Ziekenhuiscolumn: Het bijzondere van het gewone (4)

Niemand is van plan in het ziekenhuis te belanden. Dat overkomt je. Zeker bij grote trauma's is dat het geval. Een heel team staat klaar, allerlei artsen onderzoeken je tegelijkertijd, infusen wordt in je aders geprikt waardoor de medicatie kan inlopen, de kleren wordt stuk geknipt als het niet anders kan. Je komt in sneltreinvaart in een medische molen terecht waar jij als persoon nog volop bezig bent met het verwerken van de oorzaak waarom je hier ligt.
Tijdens inwerkperiodes zie je vaak dat het totaal niet druk is en dat je daardoor dus eigenlijk niet optimaal ingewerkt bent. Bij mijn inwerkperiode op de SEH was het verre van rustig. De eerste dag kreeg ik gelijk de vuurdoop. Het traumasein bleef maar afgaan. Reanimatie, verdenking op een beroerte, ongeval tussen vrachtwagen en auto, het hield maar niet op. Het ene trauma was heftiger dan het andere, maar ik met nul ervaring was toch wel een beetje lam geslagen aan het eind van de dag. Een hoop ellende gaat aan je ogen voorbij.

BRONGEGEVENS:
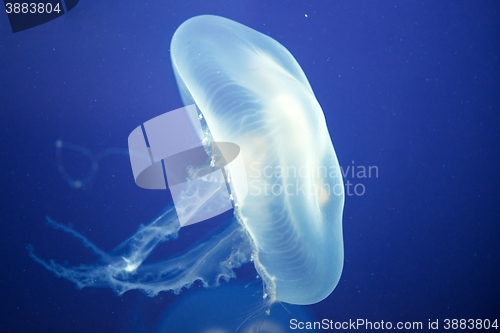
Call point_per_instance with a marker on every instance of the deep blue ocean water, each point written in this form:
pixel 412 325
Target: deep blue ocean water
pixel 411 88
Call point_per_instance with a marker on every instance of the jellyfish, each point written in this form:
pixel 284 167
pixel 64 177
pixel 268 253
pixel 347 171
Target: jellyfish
pixel 252 92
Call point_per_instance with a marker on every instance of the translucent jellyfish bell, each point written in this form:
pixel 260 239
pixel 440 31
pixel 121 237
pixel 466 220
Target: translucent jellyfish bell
pixel 252 95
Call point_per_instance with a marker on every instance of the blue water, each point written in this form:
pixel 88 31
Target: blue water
pixel 410 89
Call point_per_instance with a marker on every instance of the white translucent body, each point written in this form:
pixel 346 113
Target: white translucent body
pixel 253 92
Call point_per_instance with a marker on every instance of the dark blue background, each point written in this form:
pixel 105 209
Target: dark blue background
pixel 410 87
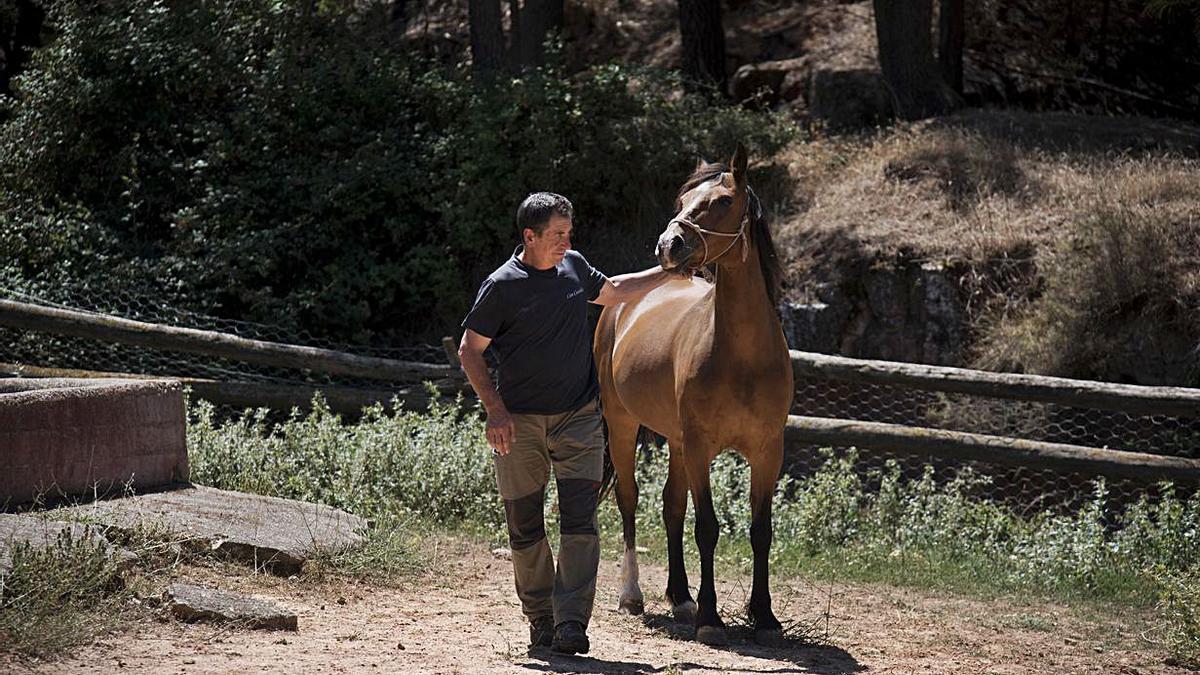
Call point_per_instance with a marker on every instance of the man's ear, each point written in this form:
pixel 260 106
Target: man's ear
pixel 739 162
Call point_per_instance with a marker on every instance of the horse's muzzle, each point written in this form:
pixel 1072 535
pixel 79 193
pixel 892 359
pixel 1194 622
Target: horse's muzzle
pixel 672 251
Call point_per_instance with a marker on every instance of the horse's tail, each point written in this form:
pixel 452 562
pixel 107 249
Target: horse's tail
pixel 610 471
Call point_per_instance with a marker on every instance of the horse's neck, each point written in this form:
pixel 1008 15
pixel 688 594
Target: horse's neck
pixel 744 321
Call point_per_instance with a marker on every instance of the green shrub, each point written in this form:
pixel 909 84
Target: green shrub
pixel 57 596
pixel 1180 608
pixel 436 466
pixel 879 525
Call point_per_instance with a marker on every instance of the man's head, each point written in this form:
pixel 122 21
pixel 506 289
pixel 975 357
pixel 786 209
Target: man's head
pixel 545 221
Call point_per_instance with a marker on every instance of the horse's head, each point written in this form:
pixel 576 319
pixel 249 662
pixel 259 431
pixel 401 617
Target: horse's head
pixel 711 217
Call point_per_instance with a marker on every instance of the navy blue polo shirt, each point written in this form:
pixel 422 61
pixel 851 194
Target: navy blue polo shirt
pixel 538 321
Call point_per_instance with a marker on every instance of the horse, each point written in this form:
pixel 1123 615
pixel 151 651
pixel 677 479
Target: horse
pixel 705 364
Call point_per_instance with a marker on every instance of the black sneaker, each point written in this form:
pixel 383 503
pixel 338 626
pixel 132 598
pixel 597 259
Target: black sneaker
pixel 570 638
pixel 541 632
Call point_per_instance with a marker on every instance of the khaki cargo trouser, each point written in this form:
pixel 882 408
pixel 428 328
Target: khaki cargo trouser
pixel 573 443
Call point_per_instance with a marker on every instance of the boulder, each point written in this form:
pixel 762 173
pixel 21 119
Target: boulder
pixel 271 532
pixel 199 603
pixel 774 81
pixel 849 100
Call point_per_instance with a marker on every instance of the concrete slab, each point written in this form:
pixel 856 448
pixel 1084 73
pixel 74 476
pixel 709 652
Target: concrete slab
pixel 271 532
pixel 89 437
pixel 199 603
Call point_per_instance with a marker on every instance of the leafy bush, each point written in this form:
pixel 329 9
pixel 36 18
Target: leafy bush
pixel 309 171
pixel 432 465
pixel 911 530
pixel 57 596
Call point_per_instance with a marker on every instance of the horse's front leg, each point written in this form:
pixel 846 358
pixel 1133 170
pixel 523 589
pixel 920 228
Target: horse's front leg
pixel 623 448
pixel 709 627
pixel 765 467
pixel 675 508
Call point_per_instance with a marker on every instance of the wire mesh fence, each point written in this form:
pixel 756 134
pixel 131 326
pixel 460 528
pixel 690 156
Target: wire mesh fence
pixel 815 396
pixel 1023 487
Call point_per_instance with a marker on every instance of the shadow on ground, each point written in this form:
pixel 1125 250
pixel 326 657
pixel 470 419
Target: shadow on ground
pixel 795 656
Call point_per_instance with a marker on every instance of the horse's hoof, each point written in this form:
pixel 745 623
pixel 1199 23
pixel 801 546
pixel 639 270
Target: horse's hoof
pixel 769 638
pixel 712 635
pixel 631 605
pixel 684 613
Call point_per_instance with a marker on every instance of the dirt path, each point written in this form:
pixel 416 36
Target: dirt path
pixel 465 619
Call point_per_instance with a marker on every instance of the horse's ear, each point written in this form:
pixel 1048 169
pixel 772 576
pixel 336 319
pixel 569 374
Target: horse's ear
pixel 739 162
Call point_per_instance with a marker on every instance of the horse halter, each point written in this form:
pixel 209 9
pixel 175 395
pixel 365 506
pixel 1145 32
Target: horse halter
pixel 741 234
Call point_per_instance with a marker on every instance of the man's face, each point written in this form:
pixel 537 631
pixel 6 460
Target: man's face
pixel 553 242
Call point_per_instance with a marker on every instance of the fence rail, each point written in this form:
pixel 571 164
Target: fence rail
pixel 1135 399
pixel 210 342
pixel 911 438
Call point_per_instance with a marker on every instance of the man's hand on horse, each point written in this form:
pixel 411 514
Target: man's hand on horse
pixel 501 430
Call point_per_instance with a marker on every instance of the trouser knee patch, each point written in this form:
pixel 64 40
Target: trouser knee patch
pixel 525 518
pixel 577 500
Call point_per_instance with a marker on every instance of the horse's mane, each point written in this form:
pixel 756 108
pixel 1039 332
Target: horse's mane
pixel 768 262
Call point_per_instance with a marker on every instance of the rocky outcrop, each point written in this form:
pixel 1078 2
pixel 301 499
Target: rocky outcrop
pixel 849 100
pixel 909 312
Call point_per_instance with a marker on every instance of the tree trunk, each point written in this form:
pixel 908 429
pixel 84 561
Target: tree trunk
pixel 906 58
pixel 486 37
pixel 951 36
pixel 703 43
pixel 515 35
pixel 539 18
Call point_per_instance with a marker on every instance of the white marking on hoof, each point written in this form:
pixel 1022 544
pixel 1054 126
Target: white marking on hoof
pixel 684 613
pixel 631 605
pixel 769 638
pixel 712 635
pixel 631 599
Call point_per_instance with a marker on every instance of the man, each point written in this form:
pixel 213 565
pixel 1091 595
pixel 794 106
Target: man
pixel 545 411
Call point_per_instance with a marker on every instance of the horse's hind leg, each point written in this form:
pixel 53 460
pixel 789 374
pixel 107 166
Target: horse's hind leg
pixel 623 447
pixel 675 508
pixel 763 476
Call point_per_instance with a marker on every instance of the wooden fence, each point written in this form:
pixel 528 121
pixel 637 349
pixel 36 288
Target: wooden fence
pixel 405 377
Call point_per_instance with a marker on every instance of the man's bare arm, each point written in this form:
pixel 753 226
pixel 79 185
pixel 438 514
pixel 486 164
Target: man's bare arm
pixel 625 287
pixel 501 429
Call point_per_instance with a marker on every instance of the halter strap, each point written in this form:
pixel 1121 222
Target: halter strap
pixel 741 234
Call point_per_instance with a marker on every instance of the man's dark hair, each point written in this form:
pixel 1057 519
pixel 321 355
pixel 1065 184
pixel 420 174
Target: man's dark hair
pixel 537 209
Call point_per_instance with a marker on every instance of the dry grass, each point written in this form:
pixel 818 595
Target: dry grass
pixel 1073 232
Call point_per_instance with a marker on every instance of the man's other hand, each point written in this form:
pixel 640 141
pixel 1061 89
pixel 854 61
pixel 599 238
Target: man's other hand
pixel 501 430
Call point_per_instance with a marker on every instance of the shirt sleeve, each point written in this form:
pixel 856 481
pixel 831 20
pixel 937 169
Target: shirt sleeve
pixel 592 279
pixel 487 315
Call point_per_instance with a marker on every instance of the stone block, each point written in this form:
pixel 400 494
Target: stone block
pixel 89 437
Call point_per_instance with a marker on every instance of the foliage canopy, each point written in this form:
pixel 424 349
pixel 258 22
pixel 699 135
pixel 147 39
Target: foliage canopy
pixel 259 162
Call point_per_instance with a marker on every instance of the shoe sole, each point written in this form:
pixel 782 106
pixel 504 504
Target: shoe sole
pixel 571 649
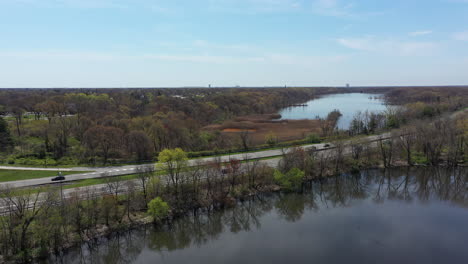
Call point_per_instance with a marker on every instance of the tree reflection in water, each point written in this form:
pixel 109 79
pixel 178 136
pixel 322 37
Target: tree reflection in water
pixel 196 230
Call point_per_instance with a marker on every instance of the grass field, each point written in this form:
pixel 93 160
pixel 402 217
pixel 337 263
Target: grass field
pixel 19 175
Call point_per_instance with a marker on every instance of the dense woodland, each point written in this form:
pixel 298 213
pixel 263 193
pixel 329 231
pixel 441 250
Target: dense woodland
pixel 71 126
pixel 47 127
pixel 428 134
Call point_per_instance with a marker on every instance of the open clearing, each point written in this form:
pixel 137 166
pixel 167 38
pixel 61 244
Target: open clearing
pixel 259 126
pixel 19 175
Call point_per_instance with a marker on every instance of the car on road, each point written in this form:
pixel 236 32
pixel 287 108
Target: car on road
pixel 58 178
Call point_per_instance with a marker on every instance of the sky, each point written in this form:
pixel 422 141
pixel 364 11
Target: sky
pixel 175 43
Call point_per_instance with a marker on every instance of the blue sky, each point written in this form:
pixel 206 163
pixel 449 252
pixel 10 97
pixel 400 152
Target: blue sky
pixel 136 43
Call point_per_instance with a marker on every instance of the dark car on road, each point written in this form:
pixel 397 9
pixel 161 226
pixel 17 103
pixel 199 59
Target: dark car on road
pixel 58 178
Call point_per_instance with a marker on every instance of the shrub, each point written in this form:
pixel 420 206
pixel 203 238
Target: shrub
pixel 419 158
pixel 313 138
pixel 290 181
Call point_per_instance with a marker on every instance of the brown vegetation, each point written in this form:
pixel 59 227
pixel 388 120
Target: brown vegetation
pixel 259 127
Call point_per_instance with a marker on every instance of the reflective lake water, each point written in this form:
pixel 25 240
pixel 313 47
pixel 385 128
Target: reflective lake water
pixel 392 216
pixel 348 104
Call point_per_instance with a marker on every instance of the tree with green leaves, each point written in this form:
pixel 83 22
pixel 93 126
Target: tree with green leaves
pixel 6 141
pixel 158 209
pixel 174 161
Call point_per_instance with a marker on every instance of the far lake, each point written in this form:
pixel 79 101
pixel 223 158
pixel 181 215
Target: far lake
pixel 348 104
pixel 376 216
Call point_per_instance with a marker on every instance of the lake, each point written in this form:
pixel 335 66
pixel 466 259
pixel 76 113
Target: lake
pixel 348 104
pixel 376 216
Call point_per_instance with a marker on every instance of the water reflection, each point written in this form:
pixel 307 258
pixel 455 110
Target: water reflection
pixel 404 215
pixel 348 104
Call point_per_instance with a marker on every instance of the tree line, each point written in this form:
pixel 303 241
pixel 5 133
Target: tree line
pixel 70 126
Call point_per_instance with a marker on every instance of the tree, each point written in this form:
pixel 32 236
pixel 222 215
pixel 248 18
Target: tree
pixel 290 181
pixel 158 209
pixel 174 161
pixel 6 141
pixel 106 139
pixel 245 139
pixel 271 139
pixel 144 174
pixel 139 145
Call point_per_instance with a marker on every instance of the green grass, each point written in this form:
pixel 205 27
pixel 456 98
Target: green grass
pixel 19 175
pixel 96 181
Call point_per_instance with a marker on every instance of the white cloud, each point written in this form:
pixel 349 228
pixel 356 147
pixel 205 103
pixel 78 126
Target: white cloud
pixel 462 36
pixel 389 46
pixel 420 33
pixel 332 8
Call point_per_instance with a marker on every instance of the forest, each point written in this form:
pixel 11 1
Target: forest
pixel 50 127
pixel 89 126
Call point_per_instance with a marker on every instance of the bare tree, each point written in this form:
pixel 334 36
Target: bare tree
pixel 144 174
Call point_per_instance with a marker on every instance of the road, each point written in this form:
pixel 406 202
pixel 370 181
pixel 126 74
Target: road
pixel 132 169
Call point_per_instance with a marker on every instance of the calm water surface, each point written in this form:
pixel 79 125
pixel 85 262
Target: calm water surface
pixel 393 216
pixel 348 104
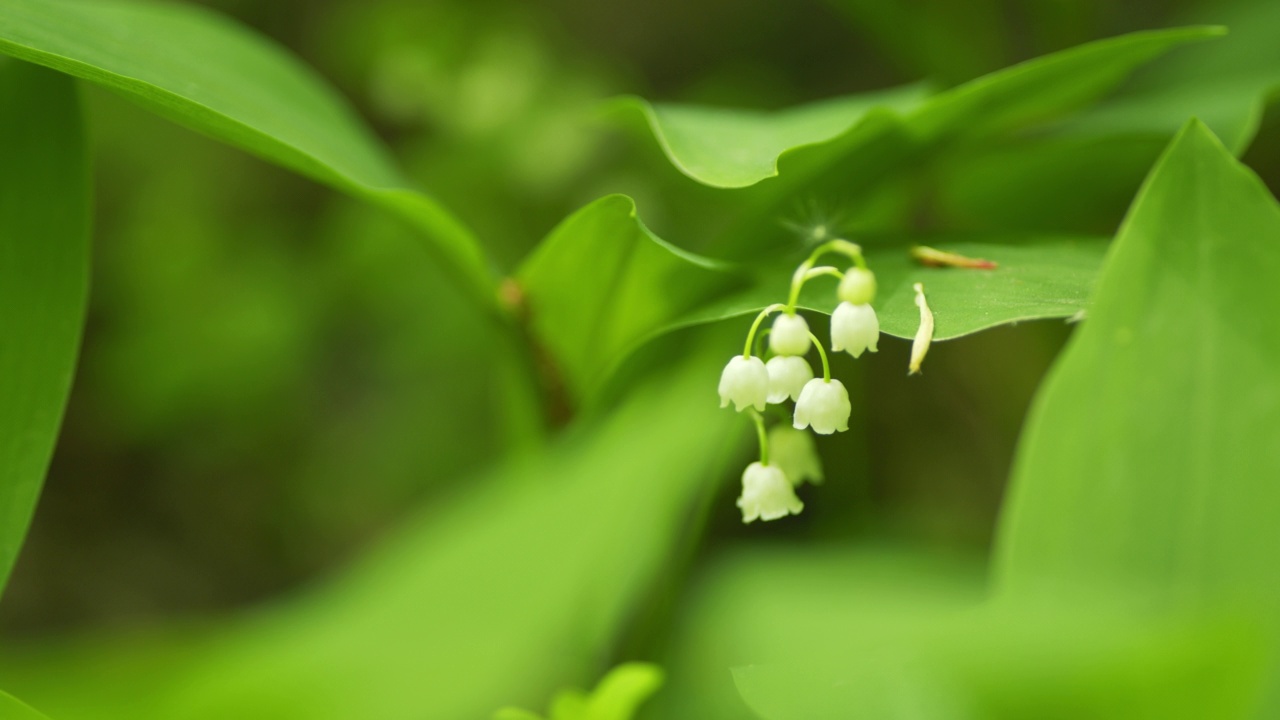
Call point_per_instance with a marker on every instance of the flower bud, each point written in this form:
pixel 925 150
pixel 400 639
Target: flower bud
pixel 790 335
pixel 854 328
pixel 787 376
pixel 824 406
pixel 795 454
pixel 767 493
pixel 858 287
pixel 745 383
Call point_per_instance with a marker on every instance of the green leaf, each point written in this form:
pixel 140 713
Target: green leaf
pixel 728 147
pixel 44 281
pixel 736 149
pixel 13 709
pixel 622 691
pixel 1151 452
pixel 1009 662
pixel 616 697
pixel 824 632
pixel 1037 278
pixel 206 73
pixel 600 283
pixel 513 589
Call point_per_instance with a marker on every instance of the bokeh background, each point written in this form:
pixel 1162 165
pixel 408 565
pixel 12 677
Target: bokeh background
pixel 274 376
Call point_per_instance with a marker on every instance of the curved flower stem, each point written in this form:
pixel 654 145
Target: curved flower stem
pixel 755 326
pixel 826 367
pixel 803 274
pixel 762 436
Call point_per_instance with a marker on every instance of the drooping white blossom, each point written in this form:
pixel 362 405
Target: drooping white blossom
pixel 787 376
pixel 854 328
pixel 823 405
pixel 767 493
pixel 745 383
pixel 795 454
pixel 790 335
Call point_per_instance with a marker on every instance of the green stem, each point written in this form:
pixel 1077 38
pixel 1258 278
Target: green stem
pixel 807 270
pixel 826 365
pixel 803 276
pixel 755 326
pixel 763 437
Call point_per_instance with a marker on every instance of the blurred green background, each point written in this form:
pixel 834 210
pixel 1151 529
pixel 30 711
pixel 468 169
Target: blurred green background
pixel 274 376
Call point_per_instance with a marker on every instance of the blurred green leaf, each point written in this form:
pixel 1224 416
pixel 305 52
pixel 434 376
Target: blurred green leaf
pixel 1226 85
pixel 1151 452
pixel 1015 661
pixel 1038 277
pixel 727 147
pixel 937 39
pixel 814 633
pixel 737 149
pixel 600 283
pixel 204 72
pixel 508 592
pixel 13 709
pixel 44 281
pixel 616 697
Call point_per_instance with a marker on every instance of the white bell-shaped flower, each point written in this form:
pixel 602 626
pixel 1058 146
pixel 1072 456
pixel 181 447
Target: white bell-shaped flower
pixel 767 493
pixel 858 286
pixel 787 376
pixel 854 328
pixel 745 383
pixel 790 335
pixel 823 405
pixel 795 454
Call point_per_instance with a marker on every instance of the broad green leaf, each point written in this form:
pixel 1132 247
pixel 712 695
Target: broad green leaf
pixel 513 589
pixel 13 709
pixel 736 149
pixel 1151 454
pixel 600 283
pixel 1037 278
pixel 44 281
pixel 727 147
pixel 206 73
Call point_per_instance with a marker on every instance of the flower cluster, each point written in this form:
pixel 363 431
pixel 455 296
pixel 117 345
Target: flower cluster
pixel 821 404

OPDRACHT A:
Welk signaal bleef volgens de ziekenhuiscolumn op de eerste dag van de inwerkperiode maar afgaan?
OPDRACHT B:
Neem uit de ziekenhuiscolumn woordelijk het gedeelte over dat opent met "Ziekenhuiscolumn: Het bijzondere" en sluit met "je hier ligt.".
OPDRACHT C:
Zet de ziekenhuiscolumn voort na de laatste zin.

ANTWOORD A:
Het traumasein.

ANTWOORD B:
Ziekenhuiscolumn: Het bijzondere van het gewone (4)

Niemand is van plan in het ziekenhuis te belanden. Dat overkomt je. Zeker bij grote trauma's is dat het geval. Een heel team staat klaar, allerlei artsen onderzoeken je tegelijkertijd, infusen wordt in je aders geprikt waardoor de medicatie kan inlopen, de kleren wordt stuk geknipt als het niet anders kan. Je komt in sneltreinvaart in een medische molen terecht waar jij als persoon nog volop bezig bent met het verwerken van de oorzaak waarom je hier ligt.

ANTWOORD C:
Gelukkig is niet iedere dag zo, anders is het voor niemand vol te houden. Naast de drie traumakamers hebben we nog 21 'gewone' kamers op de SEH waar de niet-direct levensbedreigende mensen komen. Als het nodig is, maken we dan ook röntgenfoto's en/of een CT-scan. Maar het gaat er niet zozeer over wat voor werk we doen, maar hoe we het werk doen. Bij een mevrouw met hevige pijn en een uitgebreide voorgeschiedenis hadden we röntgenfoto's gemaakt en even later een CT-scan. Ze rilde van de kou en gaf telkens aan dat ze ontzettend koude voeten had. Ik bracht haar terug op de kamer en pakte haar voeten flink in met wat warme dekens. Ze was als een kind zo blij. Een week later kwam ik haar op de afdeling tegen. Ze wist gelijk wie ik was: 'Die jongen die mijn voeten zo heerlijk inpakte'. Dat is het geheim van goede zorg: menselijkheid. Het bijzondere van het gewone.